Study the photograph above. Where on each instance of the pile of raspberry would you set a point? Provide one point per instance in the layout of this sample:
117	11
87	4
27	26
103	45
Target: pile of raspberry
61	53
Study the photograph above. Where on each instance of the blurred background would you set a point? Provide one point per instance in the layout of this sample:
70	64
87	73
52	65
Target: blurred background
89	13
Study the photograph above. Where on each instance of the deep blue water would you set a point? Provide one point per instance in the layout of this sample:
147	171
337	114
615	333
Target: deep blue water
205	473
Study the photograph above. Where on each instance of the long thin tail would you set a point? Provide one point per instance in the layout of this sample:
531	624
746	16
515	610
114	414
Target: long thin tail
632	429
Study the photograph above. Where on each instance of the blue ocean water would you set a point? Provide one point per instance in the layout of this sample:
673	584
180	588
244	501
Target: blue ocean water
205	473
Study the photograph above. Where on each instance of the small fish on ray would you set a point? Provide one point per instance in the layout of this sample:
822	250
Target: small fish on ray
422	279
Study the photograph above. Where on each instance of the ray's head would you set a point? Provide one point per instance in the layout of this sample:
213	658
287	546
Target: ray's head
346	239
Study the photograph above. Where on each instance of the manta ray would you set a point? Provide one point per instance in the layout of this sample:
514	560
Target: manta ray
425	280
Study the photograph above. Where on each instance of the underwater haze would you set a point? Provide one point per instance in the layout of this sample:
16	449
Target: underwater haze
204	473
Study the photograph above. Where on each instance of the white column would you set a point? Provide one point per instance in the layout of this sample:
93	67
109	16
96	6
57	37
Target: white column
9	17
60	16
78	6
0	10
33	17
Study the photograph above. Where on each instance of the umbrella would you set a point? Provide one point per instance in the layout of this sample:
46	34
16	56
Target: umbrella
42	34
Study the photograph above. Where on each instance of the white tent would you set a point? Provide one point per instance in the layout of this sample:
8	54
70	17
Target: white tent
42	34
════════════════
**Given problem:** Extract the closing run of lines, starting with the one containing "of the underwater" and ending at the last, exactly as written.

**Solution for this problem:**
Study the photograph above. Where on each instance of the underwater haze would you set a point? Provide one point per instance in the layout of this sample:
16	449
Target: underwater haze
204	473
Study the photograph above. Where on each instance of the white column would you set a point? Provide one point per instance in the layout of this sample:
93	67
109	16
96	6
57	37
Target: white column
9	17
60	16
78	6
0	10
33	17
Study the photograph above. Where on each instance of the umbrella would you set a point? Provide one point per instance in the layout of this sample:
46	34
16	56
Target: umbrella
42	34
Study the photograph above. Where on each instance of the white tent would you set a point? Provide one point per instance in the layout of this sample:
8	54
70	17
Target: white tent
42	34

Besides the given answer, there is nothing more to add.